> _What the task asks_
Include only the line with "Q: Point out each instance of the dreadlocked" and the lines after it, each reproduced exactly as it stands in the entries below.

(Records from a data source)
++++++++++++++++++++

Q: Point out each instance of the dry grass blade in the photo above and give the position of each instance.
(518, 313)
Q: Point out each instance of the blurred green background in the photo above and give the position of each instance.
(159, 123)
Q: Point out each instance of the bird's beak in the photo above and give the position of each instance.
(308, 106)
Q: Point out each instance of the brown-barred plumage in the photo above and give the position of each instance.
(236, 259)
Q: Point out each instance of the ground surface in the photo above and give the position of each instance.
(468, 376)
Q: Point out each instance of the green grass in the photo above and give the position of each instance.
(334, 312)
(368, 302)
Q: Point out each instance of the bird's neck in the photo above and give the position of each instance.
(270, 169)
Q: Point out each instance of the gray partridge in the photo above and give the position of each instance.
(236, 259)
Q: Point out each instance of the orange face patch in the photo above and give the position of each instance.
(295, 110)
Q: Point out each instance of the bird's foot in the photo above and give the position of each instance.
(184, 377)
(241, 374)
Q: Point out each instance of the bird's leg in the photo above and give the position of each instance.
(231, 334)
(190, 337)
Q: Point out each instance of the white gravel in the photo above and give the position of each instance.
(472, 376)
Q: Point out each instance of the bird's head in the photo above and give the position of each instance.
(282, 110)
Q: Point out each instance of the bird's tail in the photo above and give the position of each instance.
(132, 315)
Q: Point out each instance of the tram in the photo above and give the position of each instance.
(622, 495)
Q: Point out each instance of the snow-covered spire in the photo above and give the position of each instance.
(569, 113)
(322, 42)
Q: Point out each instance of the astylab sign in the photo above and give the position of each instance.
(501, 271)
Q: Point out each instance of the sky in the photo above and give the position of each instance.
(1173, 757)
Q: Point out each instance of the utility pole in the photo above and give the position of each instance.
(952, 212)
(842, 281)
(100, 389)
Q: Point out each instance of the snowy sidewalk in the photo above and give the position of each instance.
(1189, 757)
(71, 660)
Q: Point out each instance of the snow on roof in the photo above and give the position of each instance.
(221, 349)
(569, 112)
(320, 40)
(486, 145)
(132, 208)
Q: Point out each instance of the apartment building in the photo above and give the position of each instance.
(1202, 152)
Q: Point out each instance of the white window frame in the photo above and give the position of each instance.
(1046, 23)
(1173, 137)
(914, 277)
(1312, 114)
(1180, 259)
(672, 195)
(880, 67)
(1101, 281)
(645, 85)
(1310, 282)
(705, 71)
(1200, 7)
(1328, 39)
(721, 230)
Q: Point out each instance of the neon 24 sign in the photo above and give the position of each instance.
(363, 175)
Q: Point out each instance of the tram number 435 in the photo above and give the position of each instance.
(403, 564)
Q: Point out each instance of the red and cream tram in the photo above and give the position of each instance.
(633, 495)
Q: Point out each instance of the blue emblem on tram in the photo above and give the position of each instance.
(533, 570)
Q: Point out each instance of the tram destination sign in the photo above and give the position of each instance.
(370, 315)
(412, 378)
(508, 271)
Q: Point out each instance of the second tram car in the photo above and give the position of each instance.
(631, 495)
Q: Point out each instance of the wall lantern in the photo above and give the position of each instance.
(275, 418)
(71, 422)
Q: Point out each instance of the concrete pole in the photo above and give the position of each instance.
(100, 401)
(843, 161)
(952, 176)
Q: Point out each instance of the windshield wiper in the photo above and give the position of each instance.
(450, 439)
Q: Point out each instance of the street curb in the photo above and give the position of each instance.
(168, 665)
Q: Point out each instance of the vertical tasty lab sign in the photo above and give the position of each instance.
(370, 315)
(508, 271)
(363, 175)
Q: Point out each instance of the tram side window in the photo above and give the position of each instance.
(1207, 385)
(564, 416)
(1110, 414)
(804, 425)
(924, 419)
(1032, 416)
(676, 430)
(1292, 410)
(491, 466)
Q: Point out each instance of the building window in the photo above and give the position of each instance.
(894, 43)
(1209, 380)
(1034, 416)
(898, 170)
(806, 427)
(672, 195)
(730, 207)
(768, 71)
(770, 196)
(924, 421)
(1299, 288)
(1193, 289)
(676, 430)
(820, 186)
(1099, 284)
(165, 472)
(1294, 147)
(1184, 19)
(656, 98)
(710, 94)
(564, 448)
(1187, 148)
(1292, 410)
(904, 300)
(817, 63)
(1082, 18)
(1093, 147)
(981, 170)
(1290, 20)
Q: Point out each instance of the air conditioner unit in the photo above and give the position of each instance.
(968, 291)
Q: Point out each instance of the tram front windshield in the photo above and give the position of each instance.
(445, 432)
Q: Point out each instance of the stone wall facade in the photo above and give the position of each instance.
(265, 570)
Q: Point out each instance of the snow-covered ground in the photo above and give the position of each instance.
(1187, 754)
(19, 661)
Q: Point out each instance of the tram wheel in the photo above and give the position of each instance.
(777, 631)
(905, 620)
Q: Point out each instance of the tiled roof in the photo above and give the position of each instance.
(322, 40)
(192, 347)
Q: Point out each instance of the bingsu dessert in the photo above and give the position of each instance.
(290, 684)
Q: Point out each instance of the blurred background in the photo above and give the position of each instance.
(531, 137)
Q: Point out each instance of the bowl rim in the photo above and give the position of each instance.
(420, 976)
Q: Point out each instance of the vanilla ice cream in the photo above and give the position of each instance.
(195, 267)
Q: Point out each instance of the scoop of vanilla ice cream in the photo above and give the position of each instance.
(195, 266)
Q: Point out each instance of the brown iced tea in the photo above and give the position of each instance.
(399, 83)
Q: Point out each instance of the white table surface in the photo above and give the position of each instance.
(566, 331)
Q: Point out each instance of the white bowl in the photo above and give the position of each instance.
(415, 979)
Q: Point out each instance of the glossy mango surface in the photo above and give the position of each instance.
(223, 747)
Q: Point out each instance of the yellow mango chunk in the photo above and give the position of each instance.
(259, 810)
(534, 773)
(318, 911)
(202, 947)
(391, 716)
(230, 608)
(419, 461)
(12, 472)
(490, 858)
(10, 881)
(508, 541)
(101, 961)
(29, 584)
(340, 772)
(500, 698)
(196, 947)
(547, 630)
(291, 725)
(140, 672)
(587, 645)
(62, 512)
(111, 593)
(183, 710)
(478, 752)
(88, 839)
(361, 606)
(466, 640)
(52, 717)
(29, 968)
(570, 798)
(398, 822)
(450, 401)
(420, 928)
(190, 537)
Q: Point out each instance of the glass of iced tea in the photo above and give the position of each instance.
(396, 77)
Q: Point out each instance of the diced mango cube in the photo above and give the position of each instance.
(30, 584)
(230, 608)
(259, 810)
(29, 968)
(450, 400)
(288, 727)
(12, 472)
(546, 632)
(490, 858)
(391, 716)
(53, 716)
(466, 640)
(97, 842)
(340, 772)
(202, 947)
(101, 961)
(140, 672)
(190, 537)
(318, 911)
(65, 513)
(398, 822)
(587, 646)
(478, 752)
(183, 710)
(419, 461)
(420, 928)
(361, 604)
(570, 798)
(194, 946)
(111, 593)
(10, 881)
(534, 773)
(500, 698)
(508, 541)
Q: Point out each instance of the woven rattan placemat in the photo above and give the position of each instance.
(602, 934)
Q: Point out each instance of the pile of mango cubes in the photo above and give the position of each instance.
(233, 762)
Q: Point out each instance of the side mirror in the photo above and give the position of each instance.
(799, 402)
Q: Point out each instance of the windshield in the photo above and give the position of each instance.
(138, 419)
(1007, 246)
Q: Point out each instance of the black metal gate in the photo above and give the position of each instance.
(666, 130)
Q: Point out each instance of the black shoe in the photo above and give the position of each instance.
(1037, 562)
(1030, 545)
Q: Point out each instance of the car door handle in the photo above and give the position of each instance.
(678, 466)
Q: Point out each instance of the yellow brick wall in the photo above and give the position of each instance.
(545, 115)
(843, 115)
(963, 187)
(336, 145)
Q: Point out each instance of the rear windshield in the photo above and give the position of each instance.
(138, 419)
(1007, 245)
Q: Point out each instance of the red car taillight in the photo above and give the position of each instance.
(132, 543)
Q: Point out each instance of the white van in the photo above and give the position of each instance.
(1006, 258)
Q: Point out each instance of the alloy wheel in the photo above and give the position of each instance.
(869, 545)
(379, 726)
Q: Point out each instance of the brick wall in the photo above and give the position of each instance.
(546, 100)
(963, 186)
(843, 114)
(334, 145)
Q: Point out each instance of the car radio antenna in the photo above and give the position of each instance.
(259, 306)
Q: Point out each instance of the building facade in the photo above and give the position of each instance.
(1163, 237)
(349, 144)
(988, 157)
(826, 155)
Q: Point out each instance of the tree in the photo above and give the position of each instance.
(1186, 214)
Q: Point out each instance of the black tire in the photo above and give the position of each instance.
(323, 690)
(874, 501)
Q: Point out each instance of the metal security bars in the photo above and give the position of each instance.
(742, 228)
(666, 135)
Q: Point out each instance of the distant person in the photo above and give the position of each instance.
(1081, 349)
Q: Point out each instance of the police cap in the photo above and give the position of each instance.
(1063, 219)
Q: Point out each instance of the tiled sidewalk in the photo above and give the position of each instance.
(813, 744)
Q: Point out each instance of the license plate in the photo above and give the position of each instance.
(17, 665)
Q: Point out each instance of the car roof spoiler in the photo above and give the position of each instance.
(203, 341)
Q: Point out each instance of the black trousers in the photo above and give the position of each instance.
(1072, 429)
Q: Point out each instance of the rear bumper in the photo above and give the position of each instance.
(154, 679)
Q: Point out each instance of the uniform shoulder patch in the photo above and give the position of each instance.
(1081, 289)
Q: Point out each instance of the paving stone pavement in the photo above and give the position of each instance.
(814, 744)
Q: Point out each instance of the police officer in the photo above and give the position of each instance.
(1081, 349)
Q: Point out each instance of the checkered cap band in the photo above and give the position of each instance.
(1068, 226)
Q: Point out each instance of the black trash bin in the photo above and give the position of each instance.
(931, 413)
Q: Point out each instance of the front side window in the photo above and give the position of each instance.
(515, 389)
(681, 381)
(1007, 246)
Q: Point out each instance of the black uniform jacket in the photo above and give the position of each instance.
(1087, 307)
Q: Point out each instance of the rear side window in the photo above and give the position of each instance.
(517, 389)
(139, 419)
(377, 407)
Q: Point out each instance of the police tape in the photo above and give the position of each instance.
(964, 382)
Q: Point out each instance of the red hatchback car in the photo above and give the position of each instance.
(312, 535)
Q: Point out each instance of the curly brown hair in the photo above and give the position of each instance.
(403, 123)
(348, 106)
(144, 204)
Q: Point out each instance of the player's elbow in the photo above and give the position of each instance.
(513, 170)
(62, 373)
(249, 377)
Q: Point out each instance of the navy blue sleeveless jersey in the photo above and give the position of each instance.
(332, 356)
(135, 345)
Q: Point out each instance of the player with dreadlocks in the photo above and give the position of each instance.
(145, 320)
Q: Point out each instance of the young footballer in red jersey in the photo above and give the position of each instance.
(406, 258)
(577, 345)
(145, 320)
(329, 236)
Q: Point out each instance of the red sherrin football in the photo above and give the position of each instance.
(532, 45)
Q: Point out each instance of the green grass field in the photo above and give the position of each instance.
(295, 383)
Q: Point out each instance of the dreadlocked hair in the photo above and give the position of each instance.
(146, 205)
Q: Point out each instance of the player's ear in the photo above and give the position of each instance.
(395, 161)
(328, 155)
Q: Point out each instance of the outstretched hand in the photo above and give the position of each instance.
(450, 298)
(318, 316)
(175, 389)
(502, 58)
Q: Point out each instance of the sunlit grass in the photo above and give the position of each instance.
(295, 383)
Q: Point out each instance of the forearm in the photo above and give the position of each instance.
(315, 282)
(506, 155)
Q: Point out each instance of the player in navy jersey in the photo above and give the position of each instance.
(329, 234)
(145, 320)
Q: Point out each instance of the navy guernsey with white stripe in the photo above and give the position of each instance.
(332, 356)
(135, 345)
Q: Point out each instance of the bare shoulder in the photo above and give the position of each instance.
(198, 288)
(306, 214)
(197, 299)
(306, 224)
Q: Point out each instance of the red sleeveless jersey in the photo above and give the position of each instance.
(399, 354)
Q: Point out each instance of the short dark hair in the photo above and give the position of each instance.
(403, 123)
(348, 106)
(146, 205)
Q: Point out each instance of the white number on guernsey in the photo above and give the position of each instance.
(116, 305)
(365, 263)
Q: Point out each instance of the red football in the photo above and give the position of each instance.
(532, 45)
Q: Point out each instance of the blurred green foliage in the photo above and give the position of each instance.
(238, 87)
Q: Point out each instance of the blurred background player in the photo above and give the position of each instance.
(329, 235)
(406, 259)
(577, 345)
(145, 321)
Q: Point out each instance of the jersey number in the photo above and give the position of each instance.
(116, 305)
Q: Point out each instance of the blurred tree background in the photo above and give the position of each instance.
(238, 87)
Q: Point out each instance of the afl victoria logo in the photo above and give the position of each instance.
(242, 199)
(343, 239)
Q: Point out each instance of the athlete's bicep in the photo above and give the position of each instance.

++++++++++++++++++++

> _Solved problem_
Q: Point out each instance of the dreadlocked hair in the photo above and give the position of each instance.
(146, 205)
Q: Point out each instance of the player's ear in the photo above and give the position of each instance.
(395, 161)
(328, 155)
Q: Point out each instance of the outstretched hand in the photo above and give the position of each instance.
(450, 298)
(318, 316)
(175, 389)
(502, 58)
Q: Point out each instance of the sunlit grass in the photo above and give the position of each instance.
(295, 383)
Q: Point out each instance of the forearm in the photo above and give the position of each instance.
(315, 282)
(506, 155)
Q: Point out each instance of the player in navy jersey in the photo above and give the position of each instance.
(329, 234)
(145, 320)
Q: Point out each instance of the navy guernsey with white stripe in the photo above and give the position of each instance.
(332, 356)
(135, 345)
Q: Point out each instance of the bare shoulder in the photo above and give the position of each instance.
(198, 288)
(306, 214)
(197, 299)
(306, 224)
Q: Point out each instance of the red sleeveless jersey in the photo above and give the position of each instance.
(399, 354)
Q: Point out each instance of the short dark hair in the photo above and give the position of each instance.
(403, 123)
(348, 106)
(146, 205)
Q: Point out each instance of the white number on guernsey in the photo above and give the position of each instance.
(116, 305)
(365, 263)
Q: Point out each instance of the red football in the photo above and give the position of each instance.
(532, 45)
Q: Point out each instance of the blurred green foliage in the photo above and give the position of each instance.
(238, 87)
Q: Point out each instance of the blurred background player in the photo above and give the position of each instance.
(329, 235)
(406, 259)
(577, 345)
(145, 321)
Q: Point out each instance of the jersey number in the photo above and give the position of each instance.
(116, 305)
Q: Point out each instance of the blurred tree background in the photo above and give the position of each instance.
(238, 87)
Q: Point out each instance of the afl victoria logo in the photo above and give the position of each instance.
(242, 199)
(343, 239)
Q: Point out each instance of the athlete's bicep in the photo above and give the position of each instance.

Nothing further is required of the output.